I look at this subject from what would be called the occult point of view. Some of you will know what I mean when I speak of the aura of a child, and of the power of reading that aura by clairvoyant vision, so as to study thereby the child's character. All the emotions and passions show themselves in what we call the astral body. All the thoughts show themselves as rates of vibration in what we call the mental body, and these two vehicles, together, make up what St. Paul called "the spiritual body" of man. If you have this power of vision you can see what effects are produced on the real ego behind. You make a fatal mistake if you think of a child as merely a tiny creature. He is a soul. The soul takes many bodies, so that the soul which you see in a youthful body is not an infant soul. As a soul the child may well be as old as its teacher; hence the idea that the child is a kind of animal to be trained, is not precisely the way in which to approach the question.
It would be better if you could bring yourselves to understand that here is a soul taking up a new body. The soul entrusts itself to you in order that its body may be trained, and in order that it may be useful to him as a means of expression. There is something sacred, something holy, about this trust that is put into your hands. A soul takes the opportunity of a certain home, of certain people as parents, and he puts his body into their hands to be made a fitting instrument for his use, so that he may develop. Here is a very remarkable piece of work put into the hands of parents and teachers; a magnificent opportunity, but at the same time a very heavy responsibility. It is in that way that I should like you to look at your work. You should regard the training of children as a special act of service to God. The will of God is the evolution of the children. It is in the power of the teacher to do a great deal to help that evolution, but, of course, the converse follows, that if the teacher mismanages the charge, he or she may hinder that working out of the Divine will. Now, no one wants to do that. Quite certainly, every teacher who understands that point of view at all, would be willing to take some trouble to try to carry out the Divine plan. It is not to every person that it is given to be a fellow-worker with God. It is a very big thing indeed, this business of teaching, and if it can be regarded from the point of view of service, we shall at once see a great many things in a new aspect.
Now, what do you want to do with a child? You don't want to make him an encyclopedia. You want to make him a healthy and honourable citizen, one who, when he grows up, will be emphatically and essentially a gentleman.It is not so much a question of what he knows, as of what he is; and you can modify to a great extent the method in which the child will develop.

→ Your instructions: In the passage on training children, what do the astral body and the mental body make up together? The listing that comes next is separate material and has no connection to the passage on training children.

→ Information supplied:

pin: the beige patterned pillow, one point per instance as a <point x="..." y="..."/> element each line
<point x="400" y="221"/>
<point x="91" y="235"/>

→ Exercise solution: What St. Paul called "the spiritual body" of man.